## Aim:
Which lines in the records below contain the word "shaded"? Pull out each of those lines in full.

-- Start of Material provided --

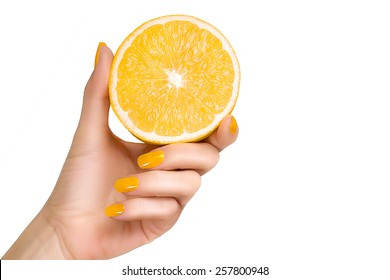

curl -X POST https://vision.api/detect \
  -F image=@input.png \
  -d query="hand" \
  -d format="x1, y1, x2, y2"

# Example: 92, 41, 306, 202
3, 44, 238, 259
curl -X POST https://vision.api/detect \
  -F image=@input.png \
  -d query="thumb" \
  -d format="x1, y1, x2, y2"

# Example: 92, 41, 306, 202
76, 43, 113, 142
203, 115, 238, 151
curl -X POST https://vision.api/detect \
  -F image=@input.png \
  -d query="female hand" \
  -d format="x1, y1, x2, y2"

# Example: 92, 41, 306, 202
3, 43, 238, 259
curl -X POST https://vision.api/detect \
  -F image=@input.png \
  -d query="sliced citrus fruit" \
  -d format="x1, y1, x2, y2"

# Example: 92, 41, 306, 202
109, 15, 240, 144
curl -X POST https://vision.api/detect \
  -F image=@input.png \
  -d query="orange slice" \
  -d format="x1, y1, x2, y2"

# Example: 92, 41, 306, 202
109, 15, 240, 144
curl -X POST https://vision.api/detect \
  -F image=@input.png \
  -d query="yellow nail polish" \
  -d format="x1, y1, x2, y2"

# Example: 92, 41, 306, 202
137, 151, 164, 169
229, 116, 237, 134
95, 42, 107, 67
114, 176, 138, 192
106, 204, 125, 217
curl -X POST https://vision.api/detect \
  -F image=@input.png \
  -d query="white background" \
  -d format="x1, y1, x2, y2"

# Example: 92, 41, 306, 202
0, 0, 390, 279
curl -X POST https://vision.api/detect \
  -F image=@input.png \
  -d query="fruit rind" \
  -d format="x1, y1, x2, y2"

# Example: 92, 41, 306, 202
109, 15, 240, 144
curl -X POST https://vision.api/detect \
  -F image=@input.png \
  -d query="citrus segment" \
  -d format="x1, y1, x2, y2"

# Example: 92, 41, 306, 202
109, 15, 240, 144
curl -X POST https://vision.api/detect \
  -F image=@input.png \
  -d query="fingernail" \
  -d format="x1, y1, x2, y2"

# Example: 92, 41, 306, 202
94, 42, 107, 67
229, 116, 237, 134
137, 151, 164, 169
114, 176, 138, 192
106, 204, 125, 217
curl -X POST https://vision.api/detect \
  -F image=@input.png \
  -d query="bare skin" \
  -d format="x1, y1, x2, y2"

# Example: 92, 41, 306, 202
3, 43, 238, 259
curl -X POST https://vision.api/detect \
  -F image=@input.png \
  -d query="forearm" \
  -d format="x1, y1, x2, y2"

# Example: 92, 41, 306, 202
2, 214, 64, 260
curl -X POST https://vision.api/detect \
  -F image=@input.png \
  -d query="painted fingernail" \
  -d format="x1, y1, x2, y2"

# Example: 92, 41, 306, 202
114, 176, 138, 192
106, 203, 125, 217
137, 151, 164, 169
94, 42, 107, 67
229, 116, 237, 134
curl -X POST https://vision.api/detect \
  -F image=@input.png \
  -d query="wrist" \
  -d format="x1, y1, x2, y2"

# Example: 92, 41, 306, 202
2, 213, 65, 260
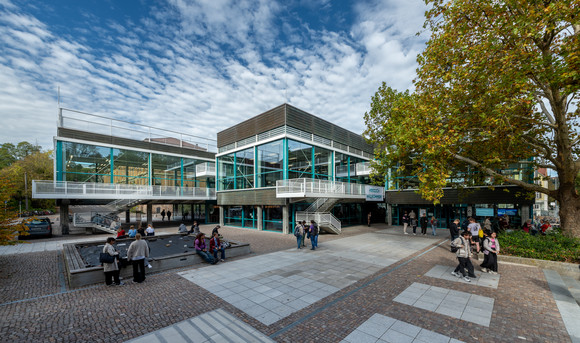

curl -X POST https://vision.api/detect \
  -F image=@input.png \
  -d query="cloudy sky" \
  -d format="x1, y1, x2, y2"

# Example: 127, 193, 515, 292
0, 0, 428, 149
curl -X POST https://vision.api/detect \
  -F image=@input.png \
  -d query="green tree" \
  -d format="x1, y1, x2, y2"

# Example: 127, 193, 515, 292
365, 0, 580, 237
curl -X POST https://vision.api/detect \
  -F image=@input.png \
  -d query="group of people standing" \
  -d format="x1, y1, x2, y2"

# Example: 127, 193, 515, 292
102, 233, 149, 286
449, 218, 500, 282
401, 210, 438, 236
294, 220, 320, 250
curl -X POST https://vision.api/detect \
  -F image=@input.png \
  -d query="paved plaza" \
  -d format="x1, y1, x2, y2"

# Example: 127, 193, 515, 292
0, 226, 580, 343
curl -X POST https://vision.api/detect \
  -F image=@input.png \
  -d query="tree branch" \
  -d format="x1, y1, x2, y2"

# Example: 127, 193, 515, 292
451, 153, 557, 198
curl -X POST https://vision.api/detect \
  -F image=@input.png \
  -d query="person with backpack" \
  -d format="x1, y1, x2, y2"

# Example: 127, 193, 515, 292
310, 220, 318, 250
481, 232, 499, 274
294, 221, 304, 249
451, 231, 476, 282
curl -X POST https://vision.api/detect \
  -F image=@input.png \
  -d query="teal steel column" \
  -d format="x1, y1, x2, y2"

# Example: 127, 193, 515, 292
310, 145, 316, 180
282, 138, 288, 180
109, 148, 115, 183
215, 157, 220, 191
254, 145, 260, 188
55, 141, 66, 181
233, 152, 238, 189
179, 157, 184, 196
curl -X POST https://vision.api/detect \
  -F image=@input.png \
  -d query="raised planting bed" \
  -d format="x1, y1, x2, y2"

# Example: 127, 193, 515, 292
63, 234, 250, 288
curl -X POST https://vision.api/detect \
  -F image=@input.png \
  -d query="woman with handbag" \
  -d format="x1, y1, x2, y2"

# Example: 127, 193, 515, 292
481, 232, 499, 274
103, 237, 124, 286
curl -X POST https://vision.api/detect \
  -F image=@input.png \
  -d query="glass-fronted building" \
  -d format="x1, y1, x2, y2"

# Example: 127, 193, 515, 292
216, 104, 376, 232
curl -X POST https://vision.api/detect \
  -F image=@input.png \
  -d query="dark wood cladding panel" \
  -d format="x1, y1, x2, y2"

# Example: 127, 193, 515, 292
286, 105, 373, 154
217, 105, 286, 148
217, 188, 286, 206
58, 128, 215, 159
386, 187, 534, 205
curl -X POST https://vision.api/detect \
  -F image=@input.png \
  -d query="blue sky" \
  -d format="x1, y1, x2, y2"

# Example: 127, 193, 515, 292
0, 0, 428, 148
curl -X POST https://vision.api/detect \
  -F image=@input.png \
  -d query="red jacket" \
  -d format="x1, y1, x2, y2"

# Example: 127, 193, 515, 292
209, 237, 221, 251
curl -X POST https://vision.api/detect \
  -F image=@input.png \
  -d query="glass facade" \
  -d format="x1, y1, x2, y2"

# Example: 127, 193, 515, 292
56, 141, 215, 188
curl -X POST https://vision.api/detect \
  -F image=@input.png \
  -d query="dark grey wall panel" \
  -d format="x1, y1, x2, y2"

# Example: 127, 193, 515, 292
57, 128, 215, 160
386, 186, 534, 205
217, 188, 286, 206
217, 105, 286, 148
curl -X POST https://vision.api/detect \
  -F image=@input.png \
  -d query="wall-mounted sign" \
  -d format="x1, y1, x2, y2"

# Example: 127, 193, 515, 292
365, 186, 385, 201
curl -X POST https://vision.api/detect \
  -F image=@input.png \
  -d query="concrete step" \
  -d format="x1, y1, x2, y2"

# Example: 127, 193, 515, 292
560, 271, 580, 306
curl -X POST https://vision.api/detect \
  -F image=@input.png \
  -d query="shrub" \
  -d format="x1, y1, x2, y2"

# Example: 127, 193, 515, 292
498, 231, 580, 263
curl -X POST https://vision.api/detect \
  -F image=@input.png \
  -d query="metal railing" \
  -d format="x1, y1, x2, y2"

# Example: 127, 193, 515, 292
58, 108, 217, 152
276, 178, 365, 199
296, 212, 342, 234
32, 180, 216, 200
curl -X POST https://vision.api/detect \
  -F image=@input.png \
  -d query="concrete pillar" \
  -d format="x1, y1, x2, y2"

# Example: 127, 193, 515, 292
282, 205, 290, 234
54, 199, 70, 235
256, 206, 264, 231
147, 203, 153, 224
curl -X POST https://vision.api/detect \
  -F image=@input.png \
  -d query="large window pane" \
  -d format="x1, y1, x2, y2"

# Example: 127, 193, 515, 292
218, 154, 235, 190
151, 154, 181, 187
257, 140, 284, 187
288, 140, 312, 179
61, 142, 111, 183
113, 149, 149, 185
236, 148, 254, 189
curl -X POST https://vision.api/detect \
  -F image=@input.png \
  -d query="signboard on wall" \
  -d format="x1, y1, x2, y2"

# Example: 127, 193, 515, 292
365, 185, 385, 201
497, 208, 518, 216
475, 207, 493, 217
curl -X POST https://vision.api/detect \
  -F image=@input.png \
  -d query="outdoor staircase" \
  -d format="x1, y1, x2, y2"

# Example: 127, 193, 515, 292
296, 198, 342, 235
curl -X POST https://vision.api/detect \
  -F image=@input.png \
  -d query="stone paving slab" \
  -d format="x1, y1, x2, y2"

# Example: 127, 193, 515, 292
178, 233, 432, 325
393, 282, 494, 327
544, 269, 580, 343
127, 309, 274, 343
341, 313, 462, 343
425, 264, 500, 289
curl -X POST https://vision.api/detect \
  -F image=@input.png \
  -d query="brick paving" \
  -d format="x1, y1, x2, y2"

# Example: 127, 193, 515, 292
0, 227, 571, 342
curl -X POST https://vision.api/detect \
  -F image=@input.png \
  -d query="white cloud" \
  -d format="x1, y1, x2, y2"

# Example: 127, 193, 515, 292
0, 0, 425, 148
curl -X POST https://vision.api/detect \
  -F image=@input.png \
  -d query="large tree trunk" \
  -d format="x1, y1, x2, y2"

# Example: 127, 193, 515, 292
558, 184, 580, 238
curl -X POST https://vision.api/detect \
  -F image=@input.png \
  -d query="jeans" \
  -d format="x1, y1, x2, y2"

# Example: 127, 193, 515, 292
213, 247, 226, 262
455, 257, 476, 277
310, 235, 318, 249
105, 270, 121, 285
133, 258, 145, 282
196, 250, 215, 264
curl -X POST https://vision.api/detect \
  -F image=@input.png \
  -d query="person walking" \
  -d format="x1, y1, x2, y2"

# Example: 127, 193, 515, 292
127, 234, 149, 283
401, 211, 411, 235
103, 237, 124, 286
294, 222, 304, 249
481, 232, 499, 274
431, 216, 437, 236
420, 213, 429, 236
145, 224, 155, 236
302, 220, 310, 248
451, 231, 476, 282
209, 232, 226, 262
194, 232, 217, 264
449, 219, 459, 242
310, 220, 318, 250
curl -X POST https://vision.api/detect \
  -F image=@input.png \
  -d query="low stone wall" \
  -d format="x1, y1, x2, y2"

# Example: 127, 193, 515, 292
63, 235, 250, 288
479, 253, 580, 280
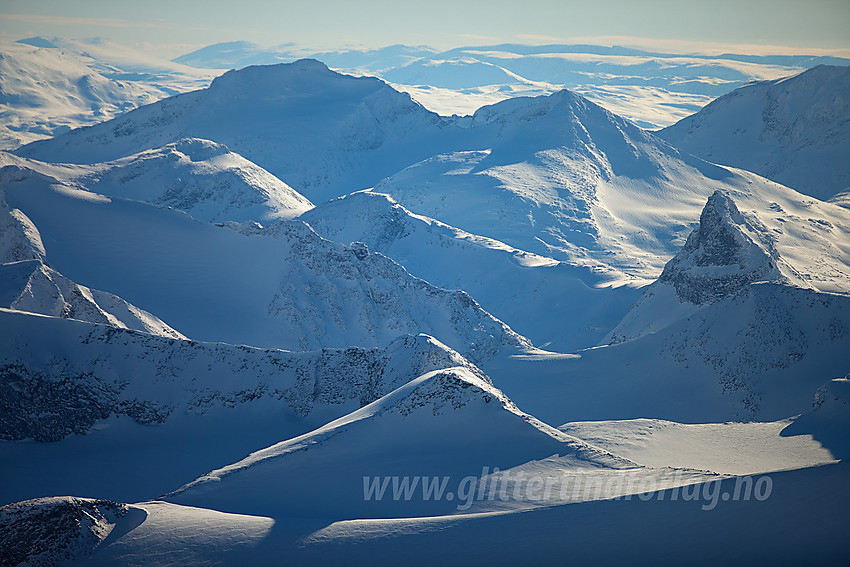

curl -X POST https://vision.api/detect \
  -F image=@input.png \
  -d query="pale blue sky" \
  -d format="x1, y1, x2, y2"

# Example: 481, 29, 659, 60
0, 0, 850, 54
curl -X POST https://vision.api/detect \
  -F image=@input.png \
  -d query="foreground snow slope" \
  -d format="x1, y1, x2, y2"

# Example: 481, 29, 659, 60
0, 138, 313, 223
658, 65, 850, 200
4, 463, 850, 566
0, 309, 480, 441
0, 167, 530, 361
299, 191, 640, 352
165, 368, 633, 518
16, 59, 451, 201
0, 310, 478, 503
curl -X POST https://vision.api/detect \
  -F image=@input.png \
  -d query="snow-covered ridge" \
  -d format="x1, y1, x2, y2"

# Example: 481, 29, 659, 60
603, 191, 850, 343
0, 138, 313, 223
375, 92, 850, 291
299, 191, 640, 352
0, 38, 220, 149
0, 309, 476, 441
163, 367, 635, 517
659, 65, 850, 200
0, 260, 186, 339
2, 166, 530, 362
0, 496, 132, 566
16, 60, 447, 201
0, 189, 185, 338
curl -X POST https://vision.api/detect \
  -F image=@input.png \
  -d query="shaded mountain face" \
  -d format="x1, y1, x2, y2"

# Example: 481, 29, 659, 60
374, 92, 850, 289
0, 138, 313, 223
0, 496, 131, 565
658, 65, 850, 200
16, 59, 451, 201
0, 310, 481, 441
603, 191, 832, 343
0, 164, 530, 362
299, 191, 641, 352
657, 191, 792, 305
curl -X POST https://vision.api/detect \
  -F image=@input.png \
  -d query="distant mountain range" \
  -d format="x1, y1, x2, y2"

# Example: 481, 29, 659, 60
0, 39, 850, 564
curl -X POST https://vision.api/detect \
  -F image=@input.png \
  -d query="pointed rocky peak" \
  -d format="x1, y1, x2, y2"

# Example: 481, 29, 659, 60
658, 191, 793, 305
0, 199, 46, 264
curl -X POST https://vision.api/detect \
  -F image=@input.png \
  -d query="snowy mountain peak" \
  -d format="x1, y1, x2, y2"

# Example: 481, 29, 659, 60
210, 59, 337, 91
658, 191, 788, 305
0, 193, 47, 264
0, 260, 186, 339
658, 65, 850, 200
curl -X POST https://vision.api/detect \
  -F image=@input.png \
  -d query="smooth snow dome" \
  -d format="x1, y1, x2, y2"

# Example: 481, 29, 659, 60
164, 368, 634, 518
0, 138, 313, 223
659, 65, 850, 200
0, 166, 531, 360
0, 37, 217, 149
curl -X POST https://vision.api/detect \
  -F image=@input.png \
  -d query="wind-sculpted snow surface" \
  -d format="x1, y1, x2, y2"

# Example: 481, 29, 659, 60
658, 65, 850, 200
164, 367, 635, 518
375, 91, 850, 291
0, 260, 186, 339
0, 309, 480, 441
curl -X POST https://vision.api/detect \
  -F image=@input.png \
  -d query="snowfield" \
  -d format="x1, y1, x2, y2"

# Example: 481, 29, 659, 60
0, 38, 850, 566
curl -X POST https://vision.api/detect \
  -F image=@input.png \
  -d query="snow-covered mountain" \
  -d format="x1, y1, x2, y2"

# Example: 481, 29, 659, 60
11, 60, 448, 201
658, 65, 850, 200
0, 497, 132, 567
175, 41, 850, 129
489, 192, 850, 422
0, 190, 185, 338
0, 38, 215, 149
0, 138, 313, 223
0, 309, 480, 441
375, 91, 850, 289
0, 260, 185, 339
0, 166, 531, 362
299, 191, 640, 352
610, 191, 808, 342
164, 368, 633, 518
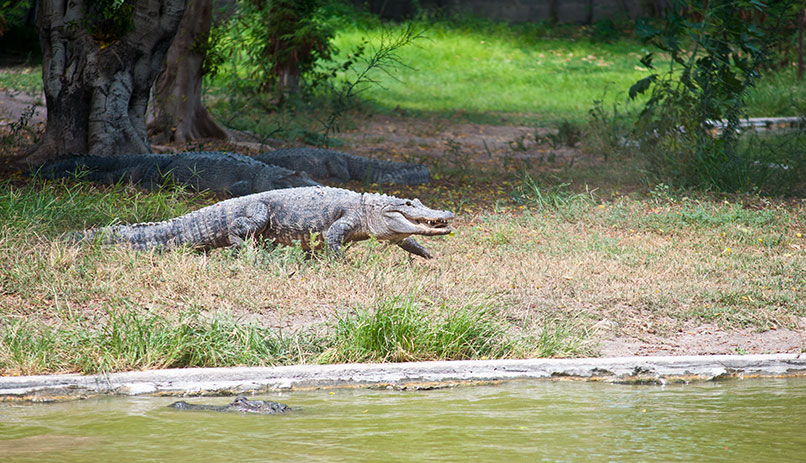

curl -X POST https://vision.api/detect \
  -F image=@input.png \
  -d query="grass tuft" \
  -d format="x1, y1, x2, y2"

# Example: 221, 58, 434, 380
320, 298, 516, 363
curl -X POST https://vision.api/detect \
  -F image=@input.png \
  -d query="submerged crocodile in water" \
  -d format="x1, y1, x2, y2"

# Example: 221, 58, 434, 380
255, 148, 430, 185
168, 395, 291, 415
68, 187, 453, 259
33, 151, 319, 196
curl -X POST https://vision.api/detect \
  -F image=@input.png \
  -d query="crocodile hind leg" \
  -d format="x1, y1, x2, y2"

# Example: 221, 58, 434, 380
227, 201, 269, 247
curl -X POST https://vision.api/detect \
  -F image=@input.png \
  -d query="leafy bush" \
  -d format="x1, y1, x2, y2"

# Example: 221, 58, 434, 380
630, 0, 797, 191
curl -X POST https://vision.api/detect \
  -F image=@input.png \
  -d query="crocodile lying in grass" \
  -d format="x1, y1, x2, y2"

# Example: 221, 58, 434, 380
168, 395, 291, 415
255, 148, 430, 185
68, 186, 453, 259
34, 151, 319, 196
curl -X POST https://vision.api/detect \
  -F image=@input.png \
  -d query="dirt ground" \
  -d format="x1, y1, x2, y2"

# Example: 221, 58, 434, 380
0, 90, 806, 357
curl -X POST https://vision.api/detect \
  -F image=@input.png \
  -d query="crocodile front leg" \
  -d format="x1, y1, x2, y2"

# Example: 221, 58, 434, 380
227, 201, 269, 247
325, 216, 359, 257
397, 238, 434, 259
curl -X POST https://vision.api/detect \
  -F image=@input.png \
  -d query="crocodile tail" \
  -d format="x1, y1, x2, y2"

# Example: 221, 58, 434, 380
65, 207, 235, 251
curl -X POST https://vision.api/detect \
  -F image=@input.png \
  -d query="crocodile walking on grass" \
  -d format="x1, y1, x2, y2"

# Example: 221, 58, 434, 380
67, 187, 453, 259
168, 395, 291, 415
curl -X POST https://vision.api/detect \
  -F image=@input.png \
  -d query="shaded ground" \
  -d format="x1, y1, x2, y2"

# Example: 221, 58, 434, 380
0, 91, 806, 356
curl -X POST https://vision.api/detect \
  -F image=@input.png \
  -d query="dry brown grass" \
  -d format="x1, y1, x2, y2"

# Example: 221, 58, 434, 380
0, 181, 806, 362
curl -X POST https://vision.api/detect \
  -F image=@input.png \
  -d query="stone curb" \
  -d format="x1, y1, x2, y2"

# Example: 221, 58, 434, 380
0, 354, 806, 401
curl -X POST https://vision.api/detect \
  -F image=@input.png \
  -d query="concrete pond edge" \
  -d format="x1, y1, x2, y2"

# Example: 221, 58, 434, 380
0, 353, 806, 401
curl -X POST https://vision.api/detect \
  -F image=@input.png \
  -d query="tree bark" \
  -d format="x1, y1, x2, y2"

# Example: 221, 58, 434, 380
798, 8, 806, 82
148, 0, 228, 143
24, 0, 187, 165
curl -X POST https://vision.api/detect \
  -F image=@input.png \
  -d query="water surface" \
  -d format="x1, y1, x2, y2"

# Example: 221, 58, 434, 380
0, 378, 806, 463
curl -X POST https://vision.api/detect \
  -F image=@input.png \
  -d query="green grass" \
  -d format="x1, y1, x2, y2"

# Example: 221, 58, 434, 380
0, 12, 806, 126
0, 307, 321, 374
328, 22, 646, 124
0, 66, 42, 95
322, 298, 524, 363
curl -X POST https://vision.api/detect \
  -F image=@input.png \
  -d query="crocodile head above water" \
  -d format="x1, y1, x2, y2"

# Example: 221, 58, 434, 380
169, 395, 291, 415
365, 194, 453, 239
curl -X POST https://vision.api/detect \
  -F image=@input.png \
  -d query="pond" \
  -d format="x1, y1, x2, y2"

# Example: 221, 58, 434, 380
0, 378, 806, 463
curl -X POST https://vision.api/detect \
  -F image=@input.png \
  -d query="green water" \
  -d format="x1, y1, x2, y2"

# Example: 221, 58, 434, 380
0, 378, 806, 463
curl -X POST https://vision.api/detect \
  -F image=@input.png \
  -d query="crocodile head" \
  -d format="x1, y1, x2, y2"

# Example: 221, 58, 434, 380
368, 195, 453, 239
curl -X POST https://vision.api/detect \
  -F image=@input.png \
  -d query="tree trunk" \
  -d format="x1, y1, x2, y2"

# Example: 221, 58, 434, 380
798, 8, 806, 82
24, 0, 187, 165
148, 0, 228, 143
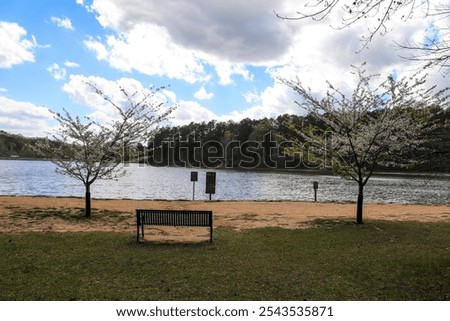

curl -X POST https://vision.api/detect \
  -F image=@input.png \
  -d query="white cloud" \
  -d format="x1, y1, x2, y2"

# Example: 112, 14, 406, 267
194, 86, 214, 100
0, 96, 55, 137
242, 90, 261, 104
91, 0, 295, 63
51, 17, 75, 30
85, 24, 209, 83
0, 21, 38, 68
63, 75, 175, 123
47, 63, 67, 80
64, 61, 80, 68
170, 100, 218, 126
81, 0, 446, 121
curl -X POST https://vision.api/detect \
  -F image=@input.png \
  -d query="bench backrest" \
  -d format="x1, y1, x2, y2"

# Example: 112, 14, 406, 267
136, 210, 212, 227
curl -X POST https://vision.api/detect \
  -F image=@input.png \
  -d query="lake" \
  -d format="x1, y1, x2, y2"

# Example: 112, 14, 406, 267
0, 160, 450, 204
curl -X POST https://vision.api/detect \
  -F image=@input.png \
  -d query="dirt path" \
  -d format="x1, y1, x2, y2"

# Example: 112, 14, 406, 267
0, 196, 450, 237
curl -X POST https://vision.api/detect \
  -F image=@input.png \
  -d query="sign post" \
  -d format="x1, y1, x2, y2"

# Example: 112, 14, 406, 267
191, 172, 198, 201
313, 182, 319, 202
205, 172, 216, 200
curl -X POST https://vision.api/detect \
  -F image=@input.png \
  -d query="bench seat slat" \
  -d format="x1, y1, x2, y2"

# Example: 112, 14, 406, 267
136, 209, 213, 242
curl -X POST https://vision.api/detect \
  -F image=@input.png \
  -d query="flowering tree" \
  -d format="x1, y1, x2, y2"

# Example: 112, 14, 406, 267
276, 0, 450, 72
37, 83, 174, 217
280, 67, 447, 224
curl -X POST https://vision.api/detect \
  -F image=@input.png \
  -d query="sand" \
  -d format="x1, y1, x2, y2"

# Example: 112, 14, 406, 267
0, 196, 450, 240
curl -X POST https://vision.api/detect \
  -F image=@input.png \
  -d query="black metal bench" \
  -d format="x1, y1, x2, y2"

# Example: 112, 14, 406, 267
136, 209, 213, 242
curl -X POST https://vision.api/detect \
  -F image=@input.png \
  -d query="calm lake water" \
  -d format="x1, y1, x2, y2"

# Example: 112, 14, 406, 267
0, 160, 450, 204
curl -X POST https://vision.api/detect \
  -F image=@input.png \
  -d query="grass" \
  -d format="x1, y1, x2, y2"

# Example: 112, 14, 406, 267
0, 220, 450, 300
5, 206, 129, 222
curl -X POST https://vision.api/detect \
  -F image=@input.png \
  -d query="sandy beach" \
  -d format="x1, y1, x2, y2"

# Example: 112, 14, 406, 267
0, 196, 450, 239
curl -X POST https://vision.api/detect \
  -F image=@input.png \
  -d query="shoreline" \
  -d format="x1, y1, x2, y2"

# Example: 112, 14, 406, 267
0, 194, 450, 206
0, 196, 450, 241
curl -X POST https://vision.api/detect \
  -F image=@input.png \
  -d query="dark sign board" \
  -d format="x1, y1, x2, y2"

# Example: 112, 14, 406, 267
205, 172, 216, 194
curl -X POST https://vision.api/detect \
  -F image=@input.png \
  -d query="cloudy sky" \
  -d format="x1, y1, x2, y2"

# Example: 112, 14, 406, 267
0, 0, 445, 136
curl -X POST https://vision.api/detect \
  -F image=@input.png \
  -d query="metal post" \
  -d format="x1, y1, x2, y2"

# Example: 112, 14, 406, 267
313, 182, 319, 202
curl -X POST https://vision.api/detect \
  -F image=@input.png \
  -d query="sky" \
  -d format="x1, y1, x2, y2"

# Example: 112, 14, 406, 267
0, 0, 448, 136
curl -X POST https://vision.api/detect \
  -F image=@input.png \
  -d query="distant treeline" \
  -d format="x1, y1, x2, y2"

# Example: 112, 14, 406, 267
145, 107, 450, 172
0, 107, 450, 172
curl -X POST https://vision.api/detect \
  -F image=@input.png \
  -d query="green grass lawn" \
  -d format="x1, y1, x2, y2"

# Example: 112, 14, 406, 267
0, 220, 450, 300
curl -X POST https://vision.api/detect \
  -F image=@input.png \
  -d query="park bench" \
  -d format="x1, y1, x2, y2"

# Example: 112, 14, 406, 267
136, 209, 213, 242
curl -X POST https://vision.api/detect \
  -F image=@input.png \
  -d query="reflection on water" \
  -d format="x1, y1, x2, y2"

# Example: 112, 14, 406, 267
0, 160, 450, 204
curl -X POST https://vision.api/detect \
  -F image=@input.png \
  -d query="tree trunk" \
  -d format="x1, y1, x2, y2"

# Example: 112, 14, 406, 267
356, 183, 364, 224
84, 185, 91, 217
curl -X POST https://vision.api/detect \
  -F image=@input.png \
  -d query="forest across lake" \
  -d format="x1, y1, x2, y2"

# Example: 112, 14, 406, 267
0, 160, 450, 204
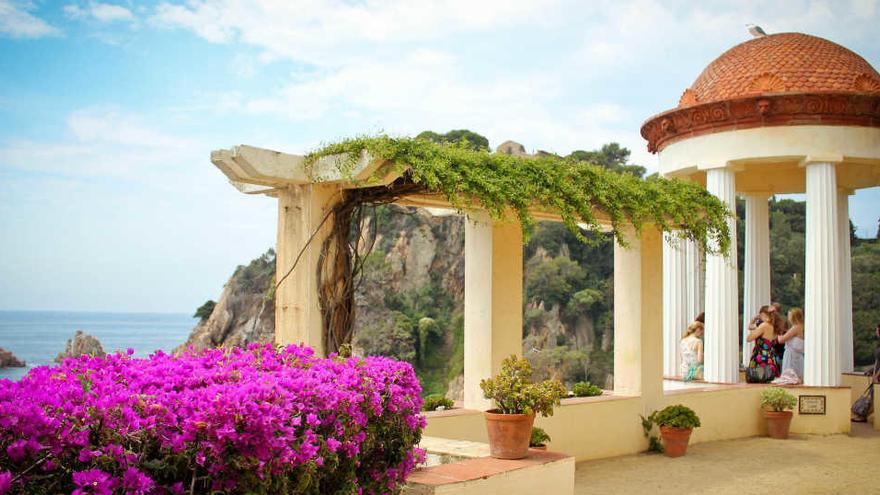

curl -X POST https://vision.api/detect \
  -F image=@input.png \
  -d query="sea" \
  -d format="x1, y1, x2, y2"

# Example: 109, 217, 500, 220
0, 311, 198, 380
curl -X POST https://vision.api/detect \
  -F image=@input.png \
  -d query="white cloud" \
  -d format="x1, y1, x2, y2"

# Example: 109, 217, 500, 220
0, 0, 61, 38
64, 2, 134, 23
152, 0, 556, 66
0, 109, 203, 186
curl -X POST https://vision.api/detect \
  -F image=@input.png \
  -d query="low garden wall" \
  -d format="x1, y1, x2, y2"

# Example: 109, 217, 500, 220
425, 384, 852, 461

-- End of Material provided --

## Result of the exercise:
  -d query="shaded mountain face" \
  -d query="shaded ground" \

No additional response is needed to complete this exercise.